Goal: Arrange the items starting at the line containing "Return the polygon of every instance of the man" and ending at the line containing "162 135 L 173" as a two-column CSV with the columns "prompt" and "answer", one row per item. Put each value in a single quoted field and replace line breaks with spaces.
---------- Recorded information ----------
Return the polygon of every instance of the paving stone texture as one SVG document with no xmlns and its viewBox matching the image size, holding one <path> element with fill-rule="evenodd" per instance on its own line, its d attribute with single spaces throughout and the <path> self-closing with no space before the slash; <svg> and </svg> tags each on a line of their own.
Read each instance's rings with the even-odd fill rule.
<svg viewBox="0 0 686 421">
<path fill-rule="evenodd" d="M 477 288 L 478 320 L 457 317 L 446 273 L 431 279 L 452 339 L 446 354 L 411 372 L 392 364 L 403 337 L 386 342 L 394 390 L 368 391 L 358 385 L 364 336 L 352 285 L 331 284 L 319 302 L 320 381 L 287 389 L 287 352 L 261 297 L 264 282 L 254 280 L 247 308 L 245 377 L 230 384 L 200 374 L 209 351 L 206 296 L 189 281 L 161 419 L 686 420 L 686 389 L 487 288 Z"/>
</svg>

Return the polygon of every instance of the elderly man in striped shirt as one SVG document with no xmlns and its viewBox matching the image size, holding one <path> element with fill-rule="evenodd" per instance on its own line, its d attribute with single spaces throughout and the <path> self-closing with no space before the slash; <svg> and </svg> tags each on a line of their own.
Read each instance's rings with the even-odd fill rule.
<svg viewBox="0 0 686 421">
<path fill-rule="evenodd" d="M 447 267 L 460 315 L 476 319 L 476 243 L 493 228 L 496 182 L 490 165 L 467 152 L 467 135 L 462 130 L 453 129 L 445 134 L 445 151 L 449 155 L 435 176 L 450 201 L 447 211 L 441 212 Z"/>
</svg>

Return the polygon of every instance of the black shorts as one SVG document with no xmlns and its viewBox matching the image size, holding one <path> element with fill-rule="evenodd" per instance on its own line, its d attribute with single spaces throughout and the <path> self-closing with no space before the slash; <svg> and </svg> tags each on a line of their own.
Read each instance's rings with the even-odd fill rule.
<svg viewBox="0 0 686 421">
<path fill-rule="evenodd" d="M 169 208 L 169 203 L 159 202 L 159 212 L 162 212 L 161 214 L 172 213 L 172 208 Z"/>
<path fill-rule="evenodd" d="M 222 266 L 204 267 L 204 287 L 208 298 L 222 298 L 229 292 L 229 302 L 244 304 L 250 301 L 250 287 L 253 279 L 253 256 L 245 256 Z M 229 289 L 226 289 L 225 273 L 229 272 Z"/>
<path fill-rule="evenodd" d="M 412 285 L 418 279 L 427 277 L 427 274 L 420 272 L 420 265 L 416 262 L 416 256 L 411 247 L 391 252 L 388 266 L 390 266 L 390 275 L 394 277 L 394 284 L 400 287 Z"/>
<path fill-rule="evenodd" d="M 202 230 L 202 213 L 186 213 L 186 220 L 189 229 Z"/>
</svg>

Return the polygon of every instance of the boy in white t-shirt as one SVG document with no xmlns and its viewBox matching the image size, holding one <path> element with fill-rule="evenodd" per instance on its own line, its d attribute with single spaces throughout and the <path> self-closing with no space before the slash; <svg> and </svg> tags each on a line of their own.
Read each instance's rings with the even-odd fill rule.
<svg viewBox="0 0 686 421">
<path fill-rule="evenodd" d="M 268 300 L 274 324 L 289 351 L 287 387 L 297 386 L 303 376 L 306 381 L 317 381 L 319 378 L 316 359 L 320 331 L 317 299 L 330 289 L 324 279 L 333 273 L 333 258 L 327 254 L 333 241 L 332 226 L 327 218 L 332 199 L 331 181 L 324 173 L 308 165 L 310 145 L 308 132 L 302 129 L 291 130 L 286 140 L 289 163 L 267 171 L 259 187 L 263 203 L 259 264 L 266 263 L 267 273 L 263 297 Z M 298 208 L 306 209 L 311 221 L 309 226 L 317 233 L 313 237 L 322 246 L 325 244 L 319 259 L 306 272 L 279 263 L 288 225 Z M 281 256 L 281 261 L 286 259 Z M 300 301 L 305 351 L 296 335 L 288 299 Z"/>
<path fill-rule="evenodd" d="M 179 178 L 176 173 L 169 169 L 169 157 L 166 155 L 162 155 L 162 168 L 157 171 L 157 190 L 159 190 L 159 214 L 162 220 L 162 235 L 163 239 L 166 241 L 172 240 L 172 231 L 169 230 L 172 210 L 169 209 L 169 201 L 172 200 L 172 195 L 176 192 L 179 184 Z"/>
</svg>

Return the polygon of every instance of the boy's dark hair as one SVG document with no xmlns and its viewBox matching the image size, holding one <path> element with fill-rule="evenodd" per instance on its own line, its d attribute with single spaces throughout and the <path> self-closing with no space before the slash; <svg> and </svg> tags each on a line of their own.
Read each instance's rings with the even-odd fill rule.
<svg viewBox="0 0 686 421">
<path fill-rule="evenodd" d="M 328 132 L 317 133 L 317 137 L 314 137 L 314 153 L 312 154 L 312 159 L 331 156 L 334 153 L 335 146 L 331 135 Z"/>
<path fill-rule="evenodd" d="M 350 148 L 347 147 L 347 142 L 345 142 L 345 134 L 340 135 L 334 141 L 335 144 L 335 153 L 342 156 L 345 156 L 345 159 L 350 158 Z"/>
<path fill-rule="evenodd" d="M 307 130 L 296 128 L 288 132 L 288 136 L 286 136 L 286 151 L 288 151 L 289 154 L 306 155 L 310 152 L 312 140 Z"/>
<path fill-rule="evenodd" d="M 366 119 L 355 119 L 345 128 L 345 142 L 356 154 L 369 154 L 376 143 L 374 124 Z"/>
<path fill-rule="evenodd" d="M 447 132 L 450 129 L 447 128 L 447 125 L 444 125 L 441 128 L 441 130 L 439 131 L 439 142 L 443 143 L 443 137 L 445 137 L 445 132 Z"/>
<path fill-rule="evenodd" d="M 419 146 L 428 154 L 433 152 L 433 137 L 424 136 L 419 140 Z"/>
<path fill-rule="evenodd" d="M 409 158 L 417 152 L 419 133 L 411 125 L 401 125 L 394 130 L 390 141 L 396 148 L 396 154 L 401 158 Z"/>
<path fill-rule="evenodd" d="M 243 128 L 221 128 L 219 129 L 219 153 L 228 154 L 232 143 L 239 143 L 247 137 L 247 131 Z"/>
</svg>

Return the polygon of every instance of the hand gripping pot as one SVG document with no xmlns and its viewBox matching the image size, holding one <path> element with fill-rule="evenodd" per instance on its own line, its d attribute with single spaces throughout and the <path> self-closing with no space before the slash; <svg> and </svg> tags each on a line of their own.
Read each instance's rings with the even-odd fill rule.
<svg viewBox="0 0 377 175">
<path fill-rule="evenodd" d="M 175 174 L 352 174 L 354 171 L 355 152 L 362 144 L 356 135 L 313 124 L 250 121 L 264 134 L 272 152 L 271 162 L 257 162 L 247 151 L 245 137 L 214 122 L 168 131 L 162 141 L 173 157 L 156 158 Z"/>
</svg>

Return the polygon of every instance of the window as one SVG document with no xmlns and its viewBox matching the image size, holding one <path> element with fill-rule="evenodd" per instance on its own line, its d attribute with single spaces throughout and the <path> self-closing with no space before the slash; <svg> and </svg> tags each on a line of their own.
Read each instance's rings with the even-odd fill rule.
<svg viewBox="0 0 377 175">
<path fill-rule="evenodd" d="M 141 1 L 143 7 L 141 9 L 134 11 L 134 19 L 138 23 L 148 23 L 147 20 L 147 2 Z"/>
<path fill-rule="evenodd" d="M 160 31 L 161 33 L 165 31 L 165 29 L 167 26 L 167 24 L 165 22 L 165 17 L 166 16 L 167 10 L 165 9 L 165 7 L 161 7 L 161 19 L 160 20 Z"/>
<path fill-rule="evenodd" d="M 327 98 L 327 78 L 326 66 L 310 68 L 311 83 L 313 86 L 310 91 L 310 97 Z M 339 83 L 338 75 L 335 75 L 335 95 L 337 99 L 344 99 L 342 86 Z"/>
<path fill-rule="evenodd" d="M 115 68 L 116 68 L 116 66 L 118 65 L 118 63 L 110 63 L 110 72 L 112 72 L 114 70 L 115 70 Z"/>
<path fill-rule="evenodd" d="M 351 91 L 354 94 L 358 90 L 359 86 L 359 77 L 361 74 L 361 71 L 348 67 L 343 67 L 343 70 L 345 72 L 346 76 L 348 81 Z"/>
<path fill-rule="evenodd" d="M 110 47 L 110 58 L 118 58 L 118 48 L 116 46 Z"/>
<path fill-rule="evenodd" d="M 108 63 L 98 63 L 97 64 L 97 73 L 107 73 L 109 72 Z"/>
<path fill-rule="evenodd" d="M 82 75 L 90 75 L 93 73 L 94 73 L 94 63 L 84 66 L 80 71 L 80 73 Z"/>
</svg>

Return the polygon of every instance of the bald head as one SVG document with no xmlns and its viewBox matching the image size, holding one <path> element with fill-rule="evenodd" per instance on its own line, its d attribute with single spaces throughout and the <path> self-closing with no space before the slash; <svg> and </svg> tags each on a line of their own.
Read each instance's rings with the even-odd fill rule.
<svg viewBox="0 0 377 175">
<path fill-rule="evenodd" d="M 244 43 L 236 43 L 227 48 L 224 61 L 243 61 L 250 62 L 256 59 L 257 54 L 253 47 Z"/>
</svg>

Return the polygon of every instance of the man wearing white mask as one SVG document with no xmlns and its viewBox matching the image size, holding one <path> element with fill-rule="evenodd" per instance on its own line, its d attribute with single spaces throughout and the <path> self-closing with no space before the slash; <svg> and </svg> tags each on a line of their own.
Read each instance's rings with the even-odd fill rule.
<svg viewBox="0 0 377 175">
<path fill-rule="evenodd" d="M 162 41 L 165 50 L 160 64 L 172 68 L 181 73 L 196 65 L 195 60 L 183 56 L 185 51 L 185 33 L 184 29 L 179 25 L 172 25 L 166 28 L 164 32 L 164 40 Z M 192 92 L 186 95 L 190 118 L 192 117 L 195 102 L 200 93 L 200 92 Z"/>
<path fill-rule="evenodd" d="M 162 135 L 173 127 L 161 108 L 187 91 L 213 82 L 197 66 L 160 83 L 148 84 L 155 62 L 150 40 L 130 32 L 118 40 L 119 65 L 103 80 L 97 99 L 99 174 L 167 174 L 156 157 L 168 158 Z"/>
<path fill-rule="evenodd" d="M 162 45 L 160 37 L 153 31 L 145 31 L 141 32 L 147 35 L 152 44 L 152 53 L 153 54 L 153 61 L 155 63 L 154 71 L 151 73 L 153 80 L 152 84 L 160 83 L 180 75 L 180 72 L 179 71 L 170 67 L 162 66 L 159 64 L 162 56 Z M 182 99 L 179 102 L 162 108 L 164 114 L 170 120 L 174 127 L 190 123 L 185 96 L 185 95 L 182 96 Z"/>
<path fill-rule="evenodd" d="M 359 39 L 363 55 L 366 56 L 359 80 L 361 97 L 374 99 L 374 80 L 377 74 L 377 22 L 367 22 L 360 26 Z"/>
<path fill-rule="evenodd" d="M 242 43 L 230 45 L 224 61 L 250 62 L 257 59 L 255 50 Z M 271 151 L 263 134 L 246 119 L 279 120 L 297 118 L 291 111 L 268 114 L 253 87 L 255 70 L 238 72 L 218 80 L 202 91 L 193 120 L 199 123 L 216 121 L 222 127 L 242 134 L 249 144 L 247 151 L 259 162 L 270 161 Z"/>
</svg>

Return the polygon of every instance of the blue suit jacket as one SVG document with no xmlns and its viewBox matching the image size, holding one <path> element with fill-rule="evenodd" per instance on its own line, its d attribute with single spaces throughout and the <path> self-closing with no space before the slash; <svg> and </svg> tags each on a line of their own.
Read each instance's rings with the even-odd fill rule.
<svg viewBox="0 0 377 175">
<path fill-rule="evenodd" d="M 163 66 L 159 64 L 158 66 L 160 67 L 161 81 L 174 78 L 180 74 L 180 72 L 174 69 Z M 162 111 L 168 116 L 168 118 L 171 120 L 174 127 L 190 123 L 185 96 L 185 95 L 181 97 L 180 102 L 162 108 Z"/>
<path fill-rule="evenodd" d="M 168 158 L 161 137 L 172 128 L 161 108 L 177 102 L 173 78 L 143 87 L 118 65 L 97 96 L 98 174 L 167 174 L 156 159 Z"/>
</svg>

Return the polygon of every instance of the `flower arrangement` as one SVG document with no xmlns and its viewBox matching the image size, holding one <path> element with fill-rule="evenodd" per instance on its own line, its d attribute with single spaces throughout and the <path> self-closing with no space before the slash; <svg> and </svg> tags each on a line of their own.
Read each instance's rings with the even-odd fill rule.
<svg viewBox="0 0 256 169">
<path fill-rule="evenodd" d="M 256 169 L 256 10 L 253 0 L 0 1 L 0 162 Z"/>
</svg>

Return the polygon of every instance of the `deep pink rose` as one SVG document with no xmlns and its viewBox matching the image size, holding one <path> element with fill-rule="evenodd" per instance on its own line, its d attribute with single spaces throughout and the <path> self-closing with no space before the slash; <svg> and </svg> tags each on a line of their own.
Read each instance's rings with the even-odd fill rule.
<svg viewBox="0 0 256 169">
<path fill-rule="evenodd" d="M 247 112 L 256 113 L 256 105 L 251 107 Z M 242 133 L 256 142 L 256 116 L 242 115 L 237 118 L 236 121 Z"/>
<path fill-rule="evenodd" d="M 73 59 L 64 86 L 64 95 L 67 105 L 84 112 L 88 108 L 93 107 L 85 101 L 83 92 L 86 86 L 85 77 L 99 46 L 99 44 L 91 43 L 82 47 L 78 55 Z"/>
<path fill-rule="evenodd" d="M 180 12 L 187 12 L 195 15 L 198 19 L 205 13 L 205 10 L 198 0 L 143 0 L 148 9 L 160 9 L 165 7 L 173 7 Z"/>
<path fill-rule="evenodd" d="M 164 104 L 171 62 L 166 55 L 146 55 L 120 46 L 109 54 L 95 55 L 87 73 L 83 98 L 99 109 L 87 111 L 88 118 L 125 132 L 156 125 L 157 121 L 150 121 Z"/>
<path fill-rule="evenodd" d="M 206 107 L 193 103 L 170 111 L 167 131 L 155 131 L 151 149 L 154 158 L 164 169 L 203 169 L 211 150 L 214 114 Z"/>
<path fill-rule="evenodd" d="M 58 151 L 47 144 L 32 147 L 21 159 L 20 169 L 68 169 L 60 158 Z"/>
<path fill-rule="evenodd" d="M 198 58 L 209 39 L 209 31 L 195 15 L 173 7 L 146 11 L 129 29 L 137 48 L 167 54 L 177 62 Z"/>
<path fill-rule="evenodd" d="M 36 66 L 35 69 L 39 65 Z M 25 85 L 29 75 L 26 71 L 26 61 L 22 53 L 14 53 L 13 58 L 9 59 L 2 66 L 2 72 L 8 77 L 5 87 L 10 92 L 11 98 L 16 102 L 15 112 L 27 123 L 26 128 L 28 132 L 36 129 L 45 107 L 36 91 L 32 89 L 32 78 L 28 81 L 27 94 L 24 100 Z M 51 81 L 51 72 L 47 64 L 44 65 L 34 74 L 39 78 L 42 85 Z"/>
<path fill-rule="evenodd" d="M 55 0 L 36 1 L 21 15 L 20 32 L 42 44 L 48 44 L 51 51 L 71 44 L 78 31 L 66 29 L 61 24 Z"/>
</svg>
----------
Result of this task:
prompt,answer
"Return the polygon of every instance of the man wearing white mask as one SVG document with no xmlns and its viewBox matching the image size, holding one <path> element with fill-rule=""evenodd"" per instance on its own line, its d attribute with single spaces throughout and the <path> self-closing with no space before the slash; <svg> and </svg> tags each on a line of their own. Read each instance's rings with the even-odd fill rule.","<svg viewBox=""0 0 377 175""> <path fill-rule=""evenodd"" d=""M 162 41 L 165 50 L 160 64 L 172 68 L 181 73 L 196 65 L 195 60 L 183 56 L 185 51 L 185 33 L 184 29 L 179 25 L 172 25 L 166 28 L 164 32 L 164 40 Z M 192 92 L 186 95 L 190 118 L 192 117 L 195 102 L 200 93 L 200 92 Z""/> <path fill-rule=""evenodd"" d=""M 162 135 L 173 127 L 161 108 L 187 91 L 213 82 L 197 66 L 160 83 L 148 84 L 155 62 L 150 40 L 130 32 L 118 40 L 119 65 L 103 80 L 97 99 L 99 174 L 167 174 L 156 157 L 168 158 Z""/>"